#### Reading text
Gamers: A unique breed; creative, out of the box, problem-solving people. To the uninitiated, gaming can be a bit daunting, but fear not. I have a plan; I can walk new gamers through the process. You do not need to be a professional writer, you just need to have fun.
To start things off is that odd-ball word you may have seen floating around in that internet alphabet soup: PBEM RPG. It means Play By E-Mail Role Play Game. On the web, there are thousands of sites devoted to the PBEM RPG, in nearly any genre imaginable. I currently use a science fiction site that is running around in the Star Trek universe: UFOP: StarBase 118. In nearly all PBeMs, players work together to craft ongoing stories with unique characters. The story portions are called “sims,” told from the characters’ third person points of view. The writer has to keep in mind what the character is thinking, feeling, seeing, smelling, hearing, and tasting. Yes, all the senses need to be engaged with as many detailed descriptions as possible for the reader to get the full experience. Much like a favorite author does with their character. Before tackling anything, read, read, read and read some more. Ask questions of your fellow players about how they created their characters. What experiences did they use,terrestrial or alien cultures, et cetera.
Some folks may want to play in the Star Trek sandbox. Ok, no problem. Most of us know Star Trek. Being closely familiar with it myself, I can say how I made my character. Before I created her, I did a lot of research on Memory Alpha and various websites on her species, their world, history and culture. I needed to incorporate that into her speech, actions and world view. I couldn’t have her see cultures with a human point of view, because she wasn’t enculturated, raised or brought up in the culture of an Earth human.
You don’t want a superhuman character; even Q had flaws, quirks and weaknesses. You want a realistic person, one with strengths, weaknesses, flaws, and quirks. It’s not too hard really. Just think of a few things first. Are they male or female, young or old, human or non human? For mine, I choose a non-human for the literary challenge. Thinking as a non-human is its own challenge. If you are leery to have your first character an alien, try a human.
Give the person a background, a backstory. Where did they come from? Was their family Starfleet or civilian, political attitudes if any, problems with other species, how do they feel about the ‘current ‘ events in the Trek universe? Consider their personal history. Use that to create challenges as fodder for character development, such as, were they in a war, and what are the consequences of that? Do they have Post Traumatic Stress Disorder? Is it under control or not? Any lasting injuries, and how do they react seeing an “enemy” being a part of Starfleet? Does the character have medical issues that Trek Tech couldn’t cure, like a disease, a virus he or she is a carrier, or a genetic disorder that can create some challenges for the character to grow from? Remember, don’t dump unrealistic troubles on the character, or too much too soon, or all at once.
Some players will put portions of themselves into the character. It could be physical attributes or memories,only changed to suite the character. Some put pieces or entire parts of their own personality complete with habits, quirks, or codes of honor. Some players and writers may combine attributes of many people they knew into a character. Fashion sense, food likes and dislikes, hobbies, or family life. Is your character lovable or not? It depends on what you intend to do with him or her. Keep them as realistic as you want. How do they handle personal challenges? Some writers might even use the character as a catharsis for their inner healing. This should be taken with care, but can be very fun to write.

#### Extracted information
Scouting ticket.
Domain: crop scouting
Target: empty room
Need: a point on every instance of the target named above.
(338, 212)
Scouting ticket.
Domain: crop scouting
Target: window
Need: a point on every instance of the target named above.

#### Required actions
A) From the article on play-by-email role-playing games, extract the passage starting at "You don’t want" and ending at "try a human.".
B) In the article on play-by-email role-playing games, rewrite the paragraph beginning "You don't want a superhuman character" more briefly, keeping its main points.
C) According to the article on play-by-email role-playing games, what does PBEM RPG stand for?
The rows have no connection to the article on play-by-email role-playing games.

#### List of answers
A)
You don’t want a superhuman character; even Q had flaws, quirks and weaknesses. You want a realistic person, one with strengths, weaknesses, flaws, and quirks. It’s not too hard really. Just think of a few things first. Are they male or female, young or old, human or non human? For mine, I choose a non-human for the literary challenge. Thinking as a non-human is its own challenge. If you are leery to have your first character an alien, try a human.

B) Avoid a superhuman character, since even Q had flaws, quirks and weaknesses. Aim instead for a realistic person with strengths, weaknesses, flaws and quirks. Start by deciding whether the character is male or female, young or old, and human or non-human. The writer chose a non-human for the literary challenge, but a human is a good option for anyone hesitant to make a first character an alien.

C) Play By E-Mail Role Play Game.